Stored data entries
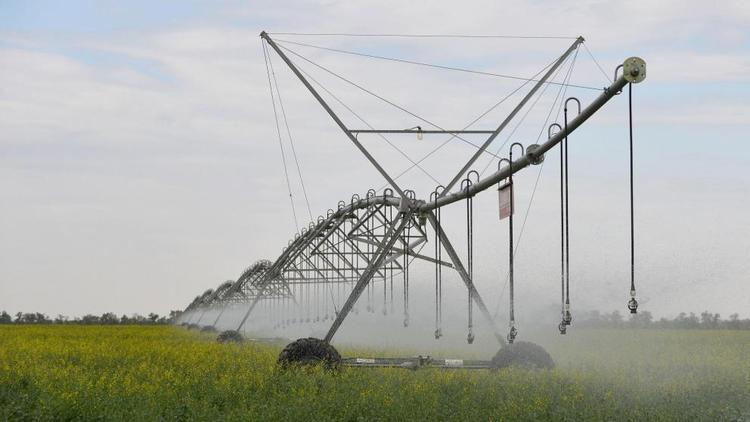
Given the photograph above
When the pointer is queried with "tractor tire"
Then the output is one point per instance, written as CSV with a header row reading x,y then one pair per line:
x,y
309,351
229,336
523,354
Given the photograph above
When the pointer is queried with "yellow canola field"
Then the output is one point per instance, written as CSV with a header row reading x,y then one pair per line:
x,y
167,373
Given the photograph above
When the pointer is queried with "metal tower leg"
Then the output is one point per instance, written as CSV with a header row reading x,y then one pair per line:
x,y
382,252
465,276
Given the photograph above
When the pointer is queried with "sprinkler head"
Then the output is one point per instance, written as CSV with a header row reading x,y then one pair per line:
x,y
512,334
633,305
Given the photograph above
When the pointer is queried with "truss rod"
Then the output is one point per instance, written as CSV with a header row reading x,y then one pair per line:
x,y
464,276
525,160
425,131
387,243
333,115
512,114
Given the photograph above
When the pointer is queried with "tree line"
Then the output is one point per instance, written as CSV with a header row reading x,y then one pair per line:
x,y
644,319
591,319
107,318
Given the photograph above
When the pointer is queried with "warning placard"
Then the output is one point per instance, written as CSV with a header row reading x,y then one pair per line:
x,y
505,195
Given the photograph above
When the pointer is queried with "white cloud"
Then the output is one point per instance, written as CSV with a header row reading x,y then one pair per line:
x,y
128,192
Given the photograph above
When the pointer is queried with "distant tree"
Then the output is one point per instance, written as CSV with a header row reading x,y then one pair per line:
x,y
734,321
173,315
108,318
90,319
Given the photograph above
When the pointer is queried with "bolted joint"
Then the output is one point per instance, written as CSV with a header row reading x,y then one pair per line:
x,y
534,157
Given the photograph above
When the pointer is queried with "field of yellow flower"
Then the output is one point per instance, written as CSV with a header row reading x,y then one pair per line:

==

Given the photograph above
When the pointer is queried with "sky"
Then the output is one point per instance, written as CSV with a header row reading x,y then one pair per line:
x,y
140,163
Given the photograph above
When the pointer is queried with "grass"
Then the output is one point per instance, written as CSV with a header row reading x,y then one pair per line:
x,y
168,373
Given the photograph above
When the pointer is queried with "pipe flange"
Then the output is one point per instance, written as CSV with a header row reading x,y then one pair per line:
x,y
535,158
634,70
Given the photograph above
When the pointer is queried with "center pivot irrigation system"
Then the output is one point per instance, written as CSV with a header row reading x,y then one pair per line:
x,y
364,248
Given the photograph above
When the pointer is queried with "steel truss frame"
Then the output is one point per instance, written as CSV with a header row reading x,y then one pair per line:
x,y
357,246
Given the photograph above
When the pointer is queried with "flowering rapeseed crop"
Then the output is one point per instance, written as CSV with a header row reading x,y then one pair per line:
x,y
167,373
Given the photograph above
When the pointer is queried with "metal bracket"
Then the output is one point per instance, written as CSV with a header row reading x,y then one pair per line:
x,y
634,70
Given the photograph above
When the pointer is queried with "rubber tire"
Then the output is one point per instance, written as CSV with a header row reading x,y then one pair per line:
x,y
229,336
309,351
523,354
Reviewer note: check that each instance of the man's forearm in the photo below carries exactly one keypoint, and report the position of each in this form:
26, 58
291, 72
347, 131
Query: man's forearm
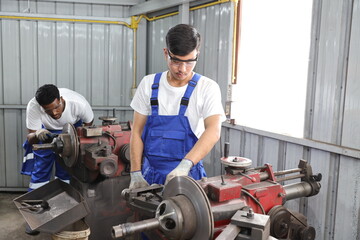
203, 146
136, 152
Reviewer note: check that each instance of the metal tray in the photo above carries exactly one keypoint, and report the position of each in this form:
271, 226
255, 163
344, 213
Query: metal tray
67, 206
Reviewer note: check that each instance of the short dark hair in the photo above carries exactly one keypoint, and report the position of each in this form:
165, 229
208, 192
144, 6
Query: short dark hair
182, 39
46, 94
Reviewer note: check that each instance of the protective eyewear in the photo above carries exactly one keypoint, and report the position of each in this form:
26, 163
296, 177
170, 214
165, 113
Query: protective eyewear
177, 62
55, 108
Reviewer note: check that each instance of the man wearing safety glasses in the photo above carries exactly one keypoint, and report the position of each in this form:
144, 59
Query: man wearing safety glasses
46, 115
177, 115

...

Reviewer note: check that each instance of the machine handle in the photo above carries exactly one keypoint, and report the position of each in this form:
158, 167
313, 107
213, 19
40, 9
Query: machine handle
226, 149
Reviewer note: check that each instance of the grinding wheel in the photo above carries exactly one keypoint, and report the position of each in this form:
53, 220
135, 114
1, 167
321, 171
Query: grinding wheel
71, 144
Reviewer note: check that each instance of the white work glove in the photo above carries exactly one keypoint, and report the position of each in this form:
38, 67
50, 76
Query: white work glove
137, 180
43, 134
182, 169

→ **Set task**
Show every line of the material above that contains the string "tray".

→ **Output**
Reviewer note: check that each instance of the metal tray in the photo above carries exactly one keypoint, and report the position of each in this form:
Query: metal tray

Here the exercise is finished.